#### [COMPLETE THE FOLLOWING]
1. In the blog post, turn the paragraph that begins "If you don't want to go that route" into a short list that keeps its main facts.
2. Write out the part of the blog post starting with "In any case, if" and going on through "a good thing.", word for word.

#### [TEXT PROVIDED]
***

Sunday, November 4, 2007

Coming Up Short...

I don't think I'm going to have enough words to make 50,000. I'm halfway through and only have 12,088. I've expanded on each section I've already written as much as I can without it sounding stupid and wordy. Unlike with fiction, I can't just keep on expanding the plot or adding in new characters. Mine's a memoir. There's only so much one can write. I'm only 22, after all. I'm really sad about this because I really wanted the prestige of "winning" NaNo. I'll have enough to make the 32-pg minimum that is required for LuLu (self-publisher, for those of you reading who didn't know already) to be willing to bind the book, and thus I will have the book bound even though I probably will not "win". This shouldn't be such a big deal to me, but it is. Oh well.

7 comments:

momsie564 said...

Hi, I'm not sure I understand. I thought memoirs were not permitted under the rules of NaNo?

In any case, if you feel blocked and just want some ideas to get yourself writing again, could you turn that first-person narration into a third-person, and add a few totally fictional scenes to pad out your word count? In other words, use your memoir as the springboard to a work of fiction?

Pearannoyed said...

Even though writing a memoir isn't really the point, I still support it. Anything that gets people writing whatever they decide to write is a good thing.

It's not a bad idea though to fictionalize your personal experiences. It may feel wrong to do it at first, but you could do more exploration of secondary characters that way. How did your condition affect your friends, your family? What would go through the minds of people who only knew you in passing, but who might have noticed weight fluctuations or other symptoms of your illness. If you got treatment at a specialized facility, you could show parts of the story of other patients who didn't have the same success that you've had in treating your eating disorder. There is a world of possibility that would add to your story without detracting from the personal aspects of it.

If you don't want to go that route, you could potentially fill out your personal story with other kinds of details. If you decide to stay completely non-fiction, include information you might have about others who've been through similar problems. Or you could include information about the condition, how to recognize who might be at risk, and how to find support groups or medical practitioners that specialize in treatment.

momsie564 said...

Sorry if my comment came out sounding snarky, Emily. It wasn't meant to - it was a sincere question, one I saw debated in the forums before November started. I didn't mean to imply you were doing anything wrong at all.

*hug*

Emily said...

That's okay, momsie564. As for whether or not it's considered NaNo material or if I'm just writing a memoir in November as a personal challenge, it depends on which moderator you ask. Some say it's cheating (Dragonchilde says that, and not in a very nice way, either). Some say it's bending the rules, but not breaking them.

Pearannoyed said...

Personally, I think it would be cool if NaNo added another official writing month - NaMeWriMo - just for people to dig into their own pasts and write about them. Either that or build an official Memoir/Biography writing adjunct to NaNo.

***

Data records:
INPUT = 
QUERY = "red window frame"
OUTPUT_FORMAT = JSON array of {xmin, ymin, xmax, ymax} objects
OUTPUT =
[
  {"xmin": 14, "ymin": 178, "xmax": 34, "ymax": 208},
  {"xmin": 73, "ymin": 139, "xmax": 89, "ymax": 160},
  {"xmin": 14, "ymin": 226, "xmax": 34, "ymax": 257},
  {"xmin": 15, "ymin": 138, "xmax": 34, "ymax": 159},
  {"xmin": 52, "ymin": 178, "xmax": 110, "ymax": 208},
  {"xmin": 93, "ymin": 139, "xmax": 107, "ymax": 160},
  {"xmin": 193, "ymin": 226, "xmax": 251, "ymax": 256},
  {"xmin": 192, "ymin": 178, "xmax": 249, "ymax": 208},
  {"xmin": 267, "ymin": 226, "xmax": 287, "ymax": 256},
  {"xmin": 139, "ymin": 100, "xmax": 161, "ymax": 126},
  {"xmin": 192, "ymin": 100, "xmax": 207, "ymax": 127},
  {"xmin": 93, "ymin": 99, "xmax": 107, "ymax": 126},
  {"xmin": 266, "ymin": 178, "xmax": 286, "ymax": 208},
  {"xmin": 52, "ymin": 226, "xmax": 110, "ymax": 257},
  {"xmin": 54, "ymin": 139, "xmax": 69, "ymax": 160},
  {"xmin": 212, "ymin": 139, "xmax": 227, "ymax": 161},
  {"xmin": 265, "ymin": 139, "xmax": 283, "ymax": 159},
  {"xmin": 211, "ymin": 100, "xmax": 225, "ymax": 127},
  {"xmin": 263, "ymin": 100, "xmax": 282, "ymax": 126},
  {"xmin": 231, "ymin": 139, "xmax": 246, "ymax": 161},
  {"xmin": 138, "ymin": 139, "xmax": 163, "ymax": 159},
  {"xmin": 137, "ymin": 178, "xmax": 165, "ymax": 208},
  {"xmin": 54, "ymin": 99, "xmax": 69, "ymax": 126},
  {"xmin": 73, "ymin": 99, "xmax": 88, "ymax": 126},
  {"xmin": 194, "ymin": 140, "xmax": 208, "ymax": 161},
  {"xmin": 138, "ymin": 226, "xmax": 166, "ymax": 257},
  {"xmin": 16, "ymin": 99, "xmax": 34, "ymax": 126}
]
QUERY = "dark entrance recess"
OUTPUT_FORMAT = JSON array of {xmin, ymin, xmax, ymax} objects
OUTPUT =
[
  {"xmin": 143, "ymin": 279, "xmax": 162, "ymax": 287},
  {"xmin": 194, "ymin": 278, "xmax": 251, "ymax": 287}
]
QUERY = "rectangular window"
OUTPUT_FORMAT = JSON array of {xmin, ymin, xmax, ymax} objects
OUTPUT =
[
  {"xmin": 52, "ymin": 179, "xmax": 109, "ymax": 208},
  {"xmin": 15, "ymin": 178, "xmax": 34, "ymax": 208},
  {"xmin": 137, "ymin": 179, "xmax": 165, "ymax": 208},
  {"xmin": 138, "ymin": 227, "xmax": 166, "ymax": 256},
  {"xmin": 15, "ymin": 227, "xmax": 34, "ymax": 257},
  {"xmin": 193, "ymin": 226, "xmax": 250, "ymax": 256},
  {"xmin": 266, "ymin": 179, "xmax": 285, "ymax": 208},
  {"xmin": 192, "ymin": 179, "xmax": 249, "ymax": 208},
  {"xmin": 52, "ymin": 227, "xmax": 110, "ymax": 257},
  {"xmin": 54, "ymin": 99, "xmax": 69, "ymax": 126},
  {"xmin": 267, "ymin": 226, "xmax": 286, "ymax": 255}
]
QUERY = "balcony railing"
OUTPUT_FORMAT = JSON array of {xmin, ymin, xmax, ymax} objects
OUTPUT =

***

#### [ANSWERS FOR THE EXERCISE]
1.
Ways to fill out the personal story without fiction:
- Information about others who've been through similar problems
- Information about the condition
- How to recognize who might be at risk
- How to find support groups or medical practitioners that specialize in treatment

2.
In any case, if you feel blocked and just want some ideas to get yourself writing again, could you turn that first-person narration into a third-person, and add a few totally fictional scenes to pad out your word count? In other words, use your memoir as the springboard to a work of fiction?

Pearannoyed said...

Even though writing a memoir isn't really the point, I still support it. Anything that gets people writing whatever they decide to write is a good thing.